[What the task asks]: Every line below is to be given again precisely; images are to be left out.

[Opening Exercise data section]

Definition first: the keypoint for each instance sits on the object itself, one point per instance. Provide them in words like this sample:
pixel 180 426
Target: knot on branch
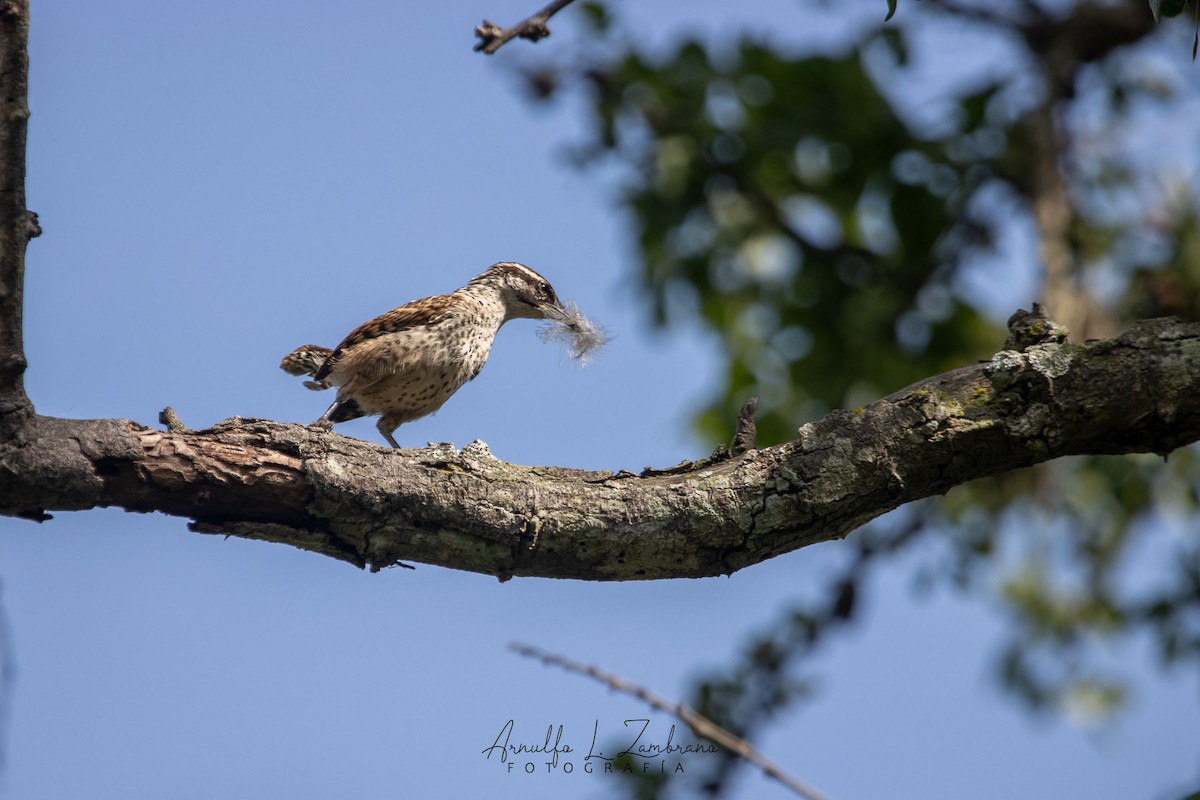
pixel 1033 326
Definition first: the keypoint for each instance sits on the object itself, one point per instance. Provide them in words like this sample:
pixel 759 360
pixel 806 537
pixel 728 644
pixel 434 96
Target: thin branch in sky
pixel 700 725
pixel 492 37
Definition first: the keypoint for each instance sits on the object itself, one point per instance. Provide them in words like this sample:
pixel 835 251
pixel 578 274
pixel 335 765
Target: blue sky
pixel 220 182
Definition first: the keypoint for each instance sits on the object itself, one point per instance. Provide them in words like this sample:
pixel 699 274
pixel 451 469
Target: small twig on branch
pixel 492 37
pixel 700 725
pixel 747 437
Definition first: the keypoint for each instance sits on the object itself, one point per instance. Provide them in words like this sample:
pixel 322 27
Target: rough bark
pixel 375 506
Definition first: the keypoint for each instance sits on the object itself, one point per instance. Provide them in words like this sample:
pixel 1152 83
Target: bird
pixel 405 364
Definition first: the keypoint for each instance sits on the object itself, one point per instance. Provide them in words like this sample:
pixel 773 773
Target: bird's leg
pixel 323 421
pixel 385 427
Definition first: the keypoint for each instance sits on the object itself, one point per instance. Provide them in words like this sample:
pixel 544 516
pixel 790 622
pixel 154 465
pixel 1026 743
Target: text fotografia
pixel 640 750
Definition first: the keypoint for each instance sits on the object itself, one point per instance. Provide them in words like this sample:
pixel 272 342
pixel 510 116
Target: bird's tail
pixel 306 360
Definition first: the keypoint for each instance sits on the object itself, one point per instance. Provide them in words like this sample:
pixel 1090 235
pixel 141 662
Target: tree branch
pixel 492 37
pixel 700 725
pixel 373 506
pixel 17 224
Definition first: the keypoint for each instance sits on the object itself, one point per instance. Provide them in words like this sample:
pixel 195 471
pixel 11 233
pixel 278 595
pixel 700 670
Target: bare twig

[Closing Exercise data section]

[Your solution]:
Definition first: the keypoint for each instance sits on the object itself, one point per instance. Provide them in words like this sample:
pixel 180 426
Target: knot on branch
pixel 1033 326
Definition first: the keypoint for each instance sits on the object itself, one point per instance. Provide them in words like this sample:
pixel 759 360
pixel 806 537
pixel 728 644
pixel 434 96
Target: thin branch in sky
pixel 700 725
pixel 492 37
Definition first: the keypoint for each instance sits on the object itself, one point per instance. Provide them in words like this sample:
pixel 835 251
pixel 578 274
pixel 335 765
Target: blue sky
pixel 220 182
Definition first: the keypoint for each instance sits on the object itself, one point per instance. Provide them in words like this sample:
pixel 699 274
pixel 451 469
Target: small twig on branch
pixel 492 37
pixel 700 725
pixel 747 437
Definition first: the keypoint for each instance sits on the object itself, one point per instance. Provide them in words like this sample:
pixel 322 27
Target: rough bark
pixel 375 506
Definition first: the keypoint for each instance sits on the object itself, one point per instance. Provide them in words like this sample:
pixel 1152 83
Target: bird
pixel 405 364
Definition first: the keypoint for each instance sits on the object itself, one point per instance. Provide them in words like this sample:
pixel 773 773
Target: bird's leg
pixel 323 421
pixel 385 427
Definition first: the keypoint for each instance sits on the object itself, one point per instance. Provide them in words like this sample:
pixel 544 516
pixel 790 622
pixel 154 465
pixel 1026 743
Target: text fotografia
pixel 640 750
Definition first: the keypoint for each instance sits on the object itself, one point per instance. Provide them in words like this sample:
pixel 272 342
pixel 510 116
Target: bird's tail
pixel 306 360
Definition first: the keypoint for each instance sits on the object itself, one point per instance. Provide them in words like this sample:
pixel 1090 235
pixel 141 662
Target: tree branch
pixel 492 37
pixel 700 725
pixel 373 506
pixel 17 224
Definition first: the keypoint for each instance sits on the object itself, one point per instance. Provide them in words like this sample:
pixel 195 471
pixel 11 233
pixel 278 595
pixel 700 670
Target: bare twig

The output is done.